> [Goal]
In the excerpt on the customs seizure, which section of the Customs and Excise Management Act 1979 lets Customs forfeit a vehicle carrying goods that are liable to forfeiture?

> [Source excerpt]
— start —

The officers read Mr Smith a formal statement in the following terms:
“You have excise goods in your possession or control and appear not to have borne UK duty. Goods may be held without payment of excise duty providing that they have been acquired and are held for your own use. I suspect that you may be holding goods for a commercial purpose and not for your own use. I intend to ask you some questions to establish whether these goods are held for a commercial purpose. If no satisfactory explanation is forthcoming or if you do not stay for questioning, I may be forced to conclude that the goods are not held for your own use but held for a commercial purpose, and your goods and vehicle may be seized as liable to forfeiture.”
Mr Smith was then interviewed further by customs officers and he signed their notes of interview as being accurate.
According to the findings of the VAT and Duties Tribunal, Mr Smith was told that his car was being seized because the goods contained in it were being imported for commercial use. The Customs officers sent Mr Smith shortly after the seizure a booklet called “Notice 12A”. That is a booklet which explains the courses of action open to a person whose goods have been seized by Customs.
The legal background to this is that there is an essential distinction between goods acquired and transported from one member state to another for a person’s own use and goods acquired or held for commercial purposes. In the former case, excise duty is payable in the member state where the goods were acquired. In the latter case, excise duty is payable in the member state into which the goods are transported or in which they are held for commercial purposes. Section 49 of the Customs and Excise Management Act 1979 empowers Customs to forfeit goods which are liable to duty but which have been imported without duty having been paid. Under section 141 of the same Act, where Customs are empowered to forfeit goods of this kind, they are also empowered to forfeit any vehicle in which the goods are carried. These were the powers that the Customs officers purported to invoke.

— end —

> [Data shown]

— start —

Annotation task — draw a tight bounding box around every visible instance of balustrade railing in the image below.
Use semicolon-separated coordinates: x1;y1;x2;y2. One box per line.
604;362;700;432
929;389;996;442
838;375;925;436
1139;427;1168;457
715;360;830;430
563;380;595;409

— end —

> [Exercise response]
Section 141